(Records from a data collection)
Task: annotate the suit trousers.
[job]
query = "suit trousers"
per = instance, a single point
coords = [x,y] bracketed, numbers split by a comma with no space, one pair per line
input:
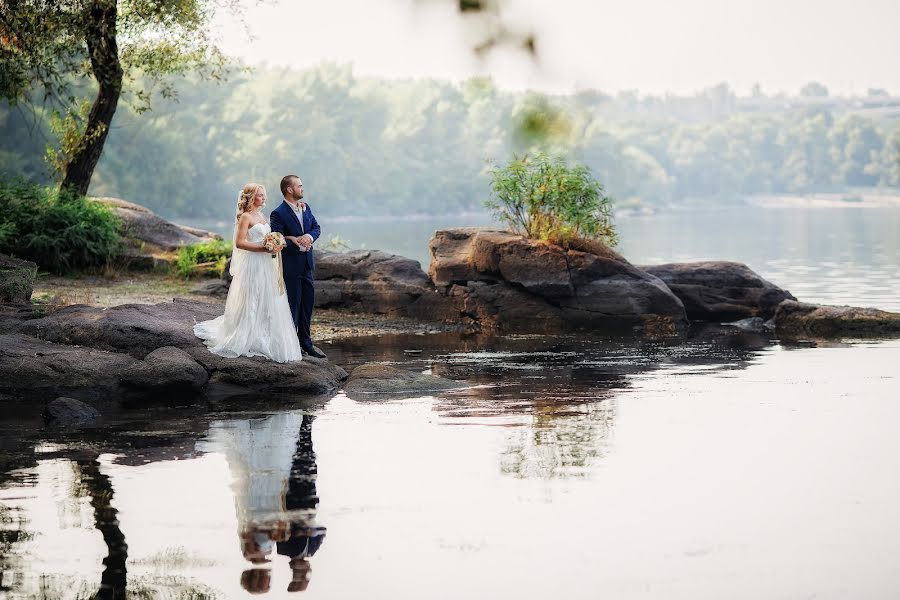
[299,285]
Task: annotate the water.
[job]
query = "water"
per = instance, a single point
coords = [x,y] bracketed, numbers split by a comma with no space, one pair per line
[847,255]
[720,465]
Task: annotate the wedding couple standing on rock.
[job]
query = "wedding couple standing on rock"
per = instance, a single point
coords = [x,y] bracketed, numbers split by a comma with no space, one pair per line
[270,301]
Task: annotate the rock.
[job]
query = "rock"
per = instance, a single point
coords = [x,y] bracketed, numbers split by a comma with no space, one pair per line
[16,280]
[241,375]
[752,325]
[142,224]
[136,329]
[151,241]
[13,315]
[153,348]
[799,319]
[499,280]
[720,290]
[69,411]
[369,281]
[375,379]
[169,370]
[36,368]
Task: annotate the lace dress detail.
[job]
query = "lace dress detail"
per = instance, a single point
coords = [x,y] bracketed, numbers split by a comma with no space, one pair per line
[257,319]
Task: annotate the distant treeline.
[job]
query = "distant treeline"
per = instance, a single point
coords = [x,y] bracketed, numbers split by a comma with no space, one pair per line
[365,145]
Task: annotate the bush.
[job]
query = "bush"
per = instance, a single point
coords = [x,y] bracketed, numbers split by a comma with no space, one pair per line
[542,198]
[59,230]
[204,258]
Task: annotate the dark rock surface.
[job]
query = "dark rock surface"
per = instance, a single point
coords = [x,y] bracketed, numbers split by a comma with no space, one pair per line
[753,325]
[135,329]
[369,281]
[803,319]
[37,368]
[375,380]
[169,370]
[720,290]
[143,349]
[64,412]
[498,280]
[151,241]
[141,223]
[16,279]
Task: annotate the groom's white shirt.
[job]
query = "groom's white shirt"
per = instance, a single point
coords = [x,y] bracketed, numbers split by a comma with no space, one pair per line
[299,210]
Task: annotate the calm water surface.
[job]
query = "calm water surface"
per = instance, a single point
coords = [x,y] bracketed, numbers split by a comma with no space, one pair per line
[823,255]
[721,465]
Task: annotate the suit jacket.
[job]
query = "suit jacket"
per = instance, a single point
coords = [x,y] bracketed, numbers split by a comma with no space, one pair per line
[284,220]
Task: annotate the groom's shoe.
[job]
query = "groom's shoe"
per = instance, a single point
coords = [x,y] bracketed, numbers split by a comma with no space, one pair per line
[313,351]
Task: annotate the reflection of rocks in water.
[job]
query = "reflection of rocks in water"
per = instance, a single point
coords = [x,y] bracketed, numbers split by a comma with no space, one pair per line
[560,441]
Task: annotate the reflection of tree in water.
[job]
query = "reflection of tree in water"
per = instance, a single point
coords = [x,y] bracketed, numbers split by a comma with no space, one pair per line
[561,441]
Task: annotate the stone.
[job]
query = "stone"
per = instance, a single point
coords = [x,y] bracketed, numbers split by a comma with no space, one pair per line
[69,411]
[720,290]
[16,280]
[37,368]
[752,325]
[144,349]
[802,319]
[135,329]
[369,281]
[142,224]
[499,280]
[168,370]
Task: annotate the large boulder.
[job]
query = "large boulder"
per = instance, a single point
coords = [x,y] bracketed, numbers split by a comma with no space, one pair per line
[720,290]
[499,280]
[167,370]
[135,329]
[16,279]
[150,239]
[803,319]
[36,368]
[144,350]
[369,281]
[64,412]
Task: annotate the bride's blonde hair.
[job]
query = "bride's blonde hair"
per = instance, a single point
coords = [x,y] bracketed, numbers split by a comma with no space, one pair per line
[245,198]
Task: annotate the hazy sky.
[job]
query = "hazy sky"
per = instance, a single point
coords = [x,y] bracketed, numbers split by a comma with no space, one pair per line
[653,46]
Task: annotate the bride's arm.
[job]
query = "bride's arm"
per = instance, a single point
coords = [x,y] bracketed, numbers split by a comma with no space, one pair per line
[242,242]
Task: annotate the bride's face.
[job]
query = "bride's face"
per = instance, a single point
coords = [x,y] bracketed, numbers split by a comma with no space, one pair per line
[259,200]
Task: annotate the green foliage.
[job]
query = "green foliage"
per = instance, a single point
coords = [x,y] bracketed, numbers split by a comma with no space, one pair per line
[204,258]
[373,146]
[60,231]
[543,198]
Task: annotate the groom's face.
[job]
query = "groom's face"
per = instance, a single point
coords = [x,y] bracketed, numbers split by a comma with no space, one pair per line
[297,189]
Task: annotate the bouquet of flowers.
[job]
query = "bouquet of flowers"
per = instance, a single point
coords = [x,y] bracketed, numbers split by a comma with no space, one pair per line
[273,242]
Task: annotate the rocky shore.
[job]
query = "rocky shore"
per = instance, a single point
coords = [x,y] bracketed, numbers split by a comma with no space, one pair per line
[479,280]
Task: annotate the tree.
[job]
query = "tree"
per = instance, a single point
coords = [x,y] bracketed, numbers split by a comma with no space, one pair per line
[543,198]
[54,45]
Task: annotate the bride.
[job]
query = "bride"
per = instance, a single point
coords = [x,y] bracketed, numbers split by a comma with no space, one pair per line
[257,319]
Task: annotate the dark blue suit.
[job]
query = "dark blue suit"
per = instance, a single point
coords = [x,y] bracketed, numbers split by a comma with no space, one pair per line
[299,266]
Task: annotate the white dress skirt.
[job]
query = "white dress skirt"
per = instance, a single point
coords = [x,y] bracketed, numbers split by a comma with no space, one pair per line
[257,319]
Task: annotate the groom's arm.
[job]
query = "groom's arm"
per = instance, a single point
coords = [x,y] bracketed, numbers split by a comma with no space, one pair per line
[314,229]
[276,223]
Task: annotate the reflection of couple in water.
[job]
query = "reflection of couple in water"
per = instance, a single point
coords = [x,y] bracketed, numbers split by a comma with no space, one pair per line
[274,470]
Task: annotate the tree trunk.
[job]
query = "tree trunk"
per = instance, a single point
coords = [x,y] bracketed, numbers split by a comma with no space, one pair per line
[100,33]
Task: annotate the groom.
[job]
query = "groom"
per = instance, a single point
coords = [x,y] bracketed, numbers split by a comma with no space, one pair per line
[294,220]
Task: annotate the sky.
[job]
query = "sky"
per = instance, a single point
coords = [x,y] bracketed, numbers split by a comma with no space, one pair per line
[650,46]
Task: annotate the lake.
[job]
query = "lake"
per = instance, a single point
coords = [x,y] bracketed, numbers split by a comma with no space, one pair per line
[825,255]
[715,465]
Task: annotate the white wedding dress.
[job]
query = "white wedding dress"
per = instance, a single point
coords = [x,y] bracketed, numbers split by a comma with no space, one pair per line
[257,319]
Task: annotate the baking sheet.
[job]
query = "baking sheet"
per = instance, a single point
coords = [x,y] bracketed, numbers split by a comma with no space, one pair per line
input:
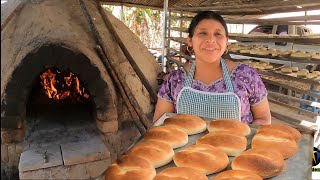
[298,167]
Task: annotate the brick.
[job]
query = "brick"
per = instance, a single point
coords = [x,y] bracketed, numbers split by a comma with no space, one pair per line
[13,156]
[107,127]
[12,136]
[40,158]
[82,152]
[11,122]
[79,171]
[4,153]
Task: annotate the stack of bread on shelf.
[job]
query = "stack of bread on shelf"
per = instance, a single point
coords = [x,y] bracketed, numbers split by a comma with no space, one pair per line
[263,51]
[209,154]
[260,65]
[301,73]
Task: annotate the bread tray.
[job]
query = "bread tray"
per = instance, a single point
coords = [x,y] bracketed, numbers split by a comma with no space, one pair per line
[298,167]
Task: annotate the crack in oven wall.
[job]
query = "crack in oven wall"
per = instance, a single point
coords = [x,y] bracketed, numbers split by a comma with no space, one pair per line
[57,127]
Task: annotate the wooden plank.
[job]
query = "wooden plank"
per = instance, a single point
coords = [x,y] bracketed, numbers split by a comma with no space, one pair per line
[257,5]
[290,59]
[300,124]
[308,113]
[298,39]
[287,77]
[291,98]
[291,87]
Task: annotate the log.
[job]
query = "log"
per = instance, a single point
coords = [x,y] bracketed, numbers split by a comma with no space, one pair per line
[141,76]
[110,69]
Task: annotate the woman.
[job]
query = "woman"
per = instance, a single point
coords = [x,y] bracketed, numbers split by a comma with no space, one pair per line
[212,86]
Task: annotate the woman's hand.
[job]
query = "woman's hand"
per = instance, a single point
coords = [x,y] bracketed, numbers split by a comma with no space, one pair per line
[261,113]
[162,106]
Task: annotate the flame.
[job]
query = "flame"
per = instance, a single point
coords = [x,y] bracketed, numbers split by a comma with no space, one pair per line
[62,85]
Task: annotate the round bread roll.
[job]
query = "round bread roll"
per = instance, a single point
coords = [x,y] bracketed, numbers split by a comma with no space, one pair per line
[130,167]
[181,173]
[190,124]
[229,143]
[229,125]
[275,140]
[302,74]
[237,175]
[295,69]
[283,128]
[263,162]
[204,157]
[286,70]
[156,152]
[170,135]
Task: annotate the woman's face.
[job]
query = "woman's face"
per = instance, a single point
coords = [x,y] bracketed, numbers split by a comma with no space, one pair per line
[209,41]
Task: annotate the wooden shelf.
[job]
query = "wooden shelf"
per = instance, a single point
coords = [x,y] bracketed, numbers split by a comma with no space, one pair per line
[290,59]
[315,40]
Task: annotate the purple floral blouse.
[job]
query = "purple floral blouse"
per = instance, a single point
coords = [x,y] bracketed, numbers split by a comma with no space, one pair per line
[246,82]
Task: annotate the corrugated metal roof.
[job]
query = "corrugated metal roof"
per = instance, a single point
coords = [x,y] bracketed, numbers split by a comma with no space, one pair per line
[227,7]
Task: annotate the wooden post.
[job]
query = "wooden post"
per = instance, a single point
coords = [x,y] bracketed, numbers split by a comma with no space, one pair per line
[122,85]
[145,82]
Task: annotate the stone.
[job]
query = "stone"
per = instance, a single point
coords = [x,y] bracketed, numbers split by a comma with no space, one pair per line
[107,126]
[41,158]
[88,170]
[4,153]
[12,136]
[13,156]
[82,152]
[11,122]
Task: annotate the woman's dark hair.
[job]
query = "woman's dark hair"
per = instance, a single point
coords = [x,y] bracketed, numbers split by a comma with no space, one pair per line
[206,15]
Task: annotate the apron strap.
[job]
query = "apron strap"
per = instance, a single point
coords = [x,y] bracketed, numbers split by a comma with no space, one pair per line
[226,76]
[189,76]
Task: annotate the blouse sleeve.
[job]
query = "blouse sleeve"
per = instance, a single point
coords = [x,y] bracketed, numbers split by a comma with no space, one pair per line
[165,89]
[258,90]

REQUIRED WORK: Wherever the string "lace" occurs in the records above, copy that line.

SOLUTION BELOW:
Task: annotate the lace dress detail.
query = "lace dress detail"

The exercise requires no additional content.